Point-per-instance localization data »
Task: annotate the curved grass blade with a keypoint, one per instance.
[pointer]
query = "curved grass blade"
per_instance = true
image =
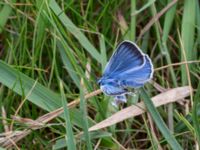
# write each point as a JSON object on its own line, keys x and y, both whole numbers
{"x": 159, "y": 121}
{"x": 22, "y": 84}
{"x": 68, "y": 125}
{"x": 74, "y": 30}
{"x": 83, "y": 110}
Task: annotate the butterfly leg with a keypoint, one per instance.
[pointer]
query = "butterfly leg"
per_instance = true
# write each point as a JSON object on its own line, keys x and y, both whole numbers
{"x": 119, "y": 99}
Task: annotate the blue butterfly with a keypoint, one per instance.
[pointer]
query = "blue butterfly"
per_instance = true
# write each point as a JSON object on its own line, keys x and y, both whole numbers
{"x": 128, "y": 67}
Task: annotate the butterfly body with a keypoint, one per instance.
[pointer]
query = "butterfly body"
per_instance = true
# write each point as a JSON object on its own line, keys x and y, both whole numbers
{"x": 128, "y": 67}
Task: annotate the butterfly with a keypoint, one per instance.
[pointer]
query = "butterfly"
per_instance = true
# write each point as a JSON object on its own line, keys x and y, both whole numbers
{"x": 127, "y": 68}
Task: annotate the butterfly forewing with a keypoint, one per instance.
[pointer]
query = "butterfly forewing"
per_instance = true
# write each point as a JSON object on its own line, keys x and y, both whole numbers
{"x": 127, "y": 56}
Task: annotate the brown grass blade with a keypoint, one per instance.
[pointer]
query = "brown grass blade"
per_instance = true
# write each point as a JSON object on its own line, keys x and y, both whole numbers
{"x": 169, "y": 96}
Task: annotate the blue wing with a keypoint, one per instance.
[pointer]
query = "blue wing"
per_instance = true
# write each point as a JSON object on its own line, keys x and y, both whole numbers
{"x": 112, "y": 90}
{"x": 127, "y": 56}
{"x": 133, "y": 78}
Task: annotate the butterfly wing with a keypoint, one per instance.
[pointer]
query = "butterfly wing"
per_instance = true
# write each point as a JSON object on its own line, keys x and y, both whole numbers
{"x": 127, "y": 56}
{"x": 137, "y": 78}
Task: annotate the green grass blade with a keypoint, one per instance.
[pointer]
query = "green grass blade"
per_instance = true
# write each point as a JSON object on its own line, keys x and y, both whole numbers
{"x": 133, "y": 21}
{"x": 187, "y": 35}
{"x": 149, "y": 3}
{"x": 83, "y": 109}
{"x": 4, "y": 14}
{"x": 67, "y": 64}
{"x": 68, "y": 125}
{"x": 103, "y": 52}
{"x": 169, "y": 18}
{"x": 22, "y": 84}
{"x": 159, "y": 122}
{"x": 195, "y": 115}
{"x": 74, "y": 30}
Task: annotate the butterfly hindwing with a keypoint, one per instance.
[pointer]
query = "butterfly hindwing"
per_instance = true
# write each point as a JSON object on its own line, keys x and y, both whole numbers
{"x": 137, "y": 78}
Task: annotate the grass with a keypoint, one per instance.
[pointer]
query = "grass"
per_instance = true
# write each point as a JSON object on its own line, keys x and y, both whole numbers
{"x": 53, "y": 52}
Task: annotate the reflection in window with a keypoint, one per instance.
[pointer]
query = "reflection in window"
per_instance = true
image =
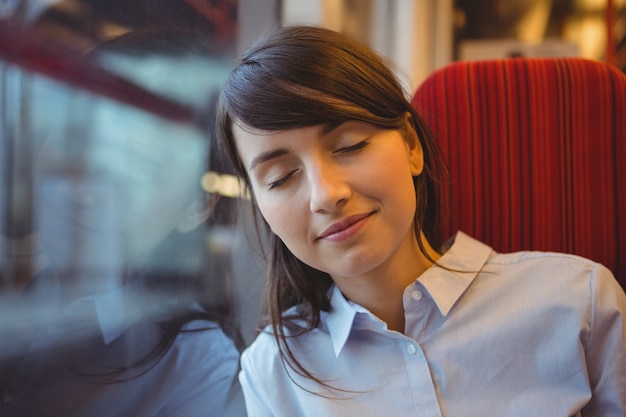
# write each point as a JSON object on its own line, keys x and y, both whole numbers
{"x": 116, "y": 294}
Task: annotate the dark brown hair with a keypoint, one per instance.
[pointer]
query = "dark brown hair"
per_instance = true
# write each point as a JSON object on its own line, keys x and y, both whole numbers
{"x": 302, "y": 76}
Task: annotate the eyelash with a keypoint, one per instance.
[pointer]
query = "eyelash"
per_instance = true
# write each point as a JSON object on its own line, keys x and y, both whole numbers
{"x": 283, "y": 180}
{"x": 353, "y": 148}
{"x": 277, "y": 184}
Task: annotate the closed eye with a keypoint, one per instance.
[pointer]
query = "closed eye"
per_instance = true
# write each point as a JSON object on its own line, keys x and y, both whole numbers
{"x": 283, "y": 180}
{"x": 353, "y": 148}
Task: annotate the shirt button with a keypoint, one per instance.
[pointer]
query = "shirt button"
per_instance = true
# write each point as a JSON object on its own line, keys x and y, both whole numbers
{"x": 416, "y": 295}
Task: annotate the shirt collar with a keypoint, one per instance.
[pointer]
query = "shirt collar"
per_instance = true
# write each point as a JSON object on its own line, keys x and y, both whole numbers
{"x": 459, "y": 266}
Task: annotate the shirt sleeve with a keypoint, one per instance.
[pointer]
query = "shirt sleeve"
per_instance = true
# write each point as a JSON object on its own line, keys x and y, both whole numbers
{"x": 606, "y": 349}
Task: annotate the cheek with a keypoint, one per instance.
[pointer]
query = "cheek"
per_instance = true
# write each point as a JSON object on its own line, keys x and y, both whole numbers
{"x": 283, "y": 215}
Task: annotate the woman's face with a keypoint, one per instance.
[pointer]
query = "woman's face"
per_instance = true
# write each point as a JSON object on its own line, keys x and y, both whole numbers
{"x": 342, "y": 200}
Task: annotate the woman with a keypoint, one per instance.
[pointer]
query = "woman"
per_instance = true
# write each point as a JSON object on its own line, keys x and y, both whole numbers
{"x": 370, "y": 312}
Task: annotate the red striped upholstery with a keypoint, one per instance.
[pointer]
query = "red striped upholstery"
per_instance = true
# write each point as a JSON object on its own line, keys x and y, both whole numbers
{"x": 536, "y": 149}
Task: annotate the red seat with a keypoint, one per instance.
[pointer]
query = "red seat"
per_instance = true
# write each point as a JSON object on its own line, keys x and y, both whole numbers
{"x": 536, "y": 149}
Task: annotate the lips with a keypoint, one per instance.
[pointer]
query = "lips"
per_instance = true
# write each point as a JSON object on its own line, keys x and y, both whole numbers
{"x": 343, "y": 226}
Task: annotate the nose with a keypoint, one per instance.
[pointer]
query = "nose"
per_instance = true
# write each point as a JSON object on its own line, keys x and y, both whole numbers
{"x": 329, "y": 187}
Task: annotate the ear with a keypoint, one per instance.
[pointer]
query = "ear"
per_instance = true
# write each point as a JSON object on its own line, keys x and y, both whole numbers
{"x": 197, "y": 213}
{"x": 415, "y": 153}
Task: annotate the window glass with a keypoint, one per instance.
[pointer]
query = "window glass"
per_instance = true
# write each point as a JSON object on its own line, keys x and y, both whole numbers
{"x": 117, "y": 291}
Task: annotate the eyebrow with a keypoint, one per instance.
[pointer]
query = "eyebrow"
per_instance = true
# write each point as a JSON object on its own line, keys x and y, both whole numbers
{"x": 325, "y": 129}
{"x": 267, "y": 156}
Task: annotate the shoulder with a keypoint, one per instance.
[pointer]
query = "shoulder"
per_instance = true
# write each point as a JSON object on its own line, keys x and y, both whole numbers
{"x": 547, "y": 267}
{"x": 554, "y": 277}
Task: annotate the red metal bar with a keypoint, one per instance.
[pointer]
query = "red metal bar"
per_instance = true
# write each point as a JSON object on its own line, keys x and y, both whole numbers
{"x": 29, "y": 50}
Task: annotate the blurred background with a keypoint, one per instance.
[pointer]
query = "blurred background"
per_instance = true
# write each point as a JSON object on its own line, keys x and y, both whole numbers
{"x": 89, "y": 167}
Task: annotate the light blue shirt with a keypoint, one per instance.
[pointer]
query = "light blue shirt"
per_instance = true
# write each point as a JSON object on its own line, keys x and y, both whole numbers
{"x": 526, "y": 334}
{"x": 112, "y": 329}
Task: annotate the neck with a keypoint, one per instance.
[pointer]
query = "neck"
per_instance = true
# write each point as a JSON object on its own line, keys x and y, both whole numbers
{"x": 381, "y": 290}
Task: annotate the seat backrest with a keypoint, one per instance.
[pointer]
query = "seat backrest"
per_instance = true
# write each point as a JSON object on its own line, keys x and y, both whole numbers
{"x": 536, "y": 149}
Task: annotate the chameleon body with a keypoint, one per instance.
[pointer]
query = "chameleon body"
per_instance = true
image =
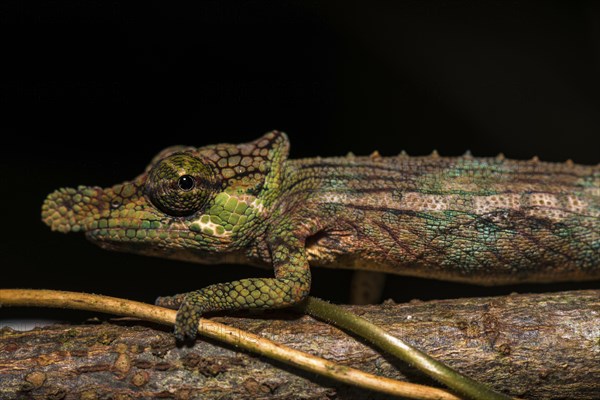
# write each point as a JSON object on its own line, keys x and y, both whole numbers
{"x": 478, "y": 220}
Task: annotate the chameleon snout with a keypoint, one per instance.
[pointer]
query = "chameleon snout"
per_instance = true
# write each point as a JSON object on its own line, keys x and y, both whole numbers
{"x": 73, "y": 210}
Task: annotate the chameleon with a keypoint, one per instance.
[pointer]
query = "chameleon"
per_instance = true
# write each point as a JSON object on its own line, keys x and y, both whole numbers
{"x": 486, "y": 221}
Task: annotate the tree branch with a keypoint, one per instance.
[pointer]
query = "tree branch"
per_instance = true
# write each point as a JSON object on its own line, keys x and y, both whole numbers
{"x": 538, "y": 346}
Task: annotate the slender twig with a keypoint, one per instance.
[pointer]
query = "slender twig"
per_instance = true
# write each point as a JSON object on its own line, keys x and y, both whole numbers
{"x": 384, "y": 340}
{"x": 223, "y": 333}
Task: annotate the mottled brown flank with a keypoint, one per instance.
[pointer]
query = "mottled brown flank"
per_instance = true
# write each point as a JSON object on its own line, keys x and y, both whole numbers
{"x": 478, "y": 220}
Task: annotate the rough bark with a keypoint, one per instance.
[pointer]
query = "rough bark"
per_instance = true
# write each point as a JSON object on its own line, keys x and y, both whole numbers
{"x": 538, "y": 346}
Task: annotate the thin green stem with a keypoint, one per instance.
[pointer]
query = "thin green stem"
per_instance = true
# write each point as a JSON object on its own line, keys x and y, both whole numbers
{"x": 384, "y": 340}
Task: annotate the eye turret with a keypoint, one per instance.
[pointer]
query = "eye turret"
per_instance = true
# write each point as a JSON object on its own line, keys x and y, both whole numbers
{"x": 181, "y": 184}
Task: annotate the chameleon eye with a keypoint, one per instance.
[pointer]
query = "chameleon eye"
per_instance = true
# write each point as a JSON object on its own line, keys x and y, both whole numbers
{"x": 180, "y": 184}
{"x": 186, "y": 182}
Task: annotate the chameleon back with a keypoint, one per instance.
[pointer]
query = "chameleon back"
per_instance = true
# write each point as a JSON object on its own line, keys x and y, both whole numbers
{"x": 479, "y": 220}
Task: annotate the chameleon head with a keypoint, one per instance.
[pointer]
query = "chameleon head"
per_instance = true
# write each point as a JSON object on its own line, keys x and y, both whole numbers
{"x": 189, "y": 202}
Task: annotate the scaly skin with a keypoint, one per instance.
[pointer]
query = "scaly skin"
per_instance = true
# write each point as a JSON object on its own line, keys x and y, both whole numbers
{"x": 478, "y": 220}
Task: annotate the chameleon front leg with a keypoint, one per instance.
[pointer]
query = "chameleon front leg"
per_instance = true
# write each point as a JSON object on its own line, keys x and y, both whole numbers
{"x": 290, "y": 286}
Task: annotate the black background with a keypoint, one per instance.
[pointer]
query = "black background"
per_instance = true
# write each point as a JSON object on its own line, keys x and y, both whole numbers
{"x": 91, "y": 90}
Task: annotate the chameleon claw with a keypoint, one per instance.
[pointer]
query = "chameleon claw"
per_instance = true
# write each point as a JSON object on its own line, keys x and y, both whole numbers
{"x": 188, "y": 316}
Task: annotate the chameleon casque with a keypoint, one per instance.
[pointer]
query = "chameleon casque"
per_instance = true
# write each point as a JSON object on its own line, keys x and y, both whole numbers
{"x": 479, "y": 220}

Exercise goal » Find the number of lines in the data above that contain "nose". Please give that number alone.

Response » 2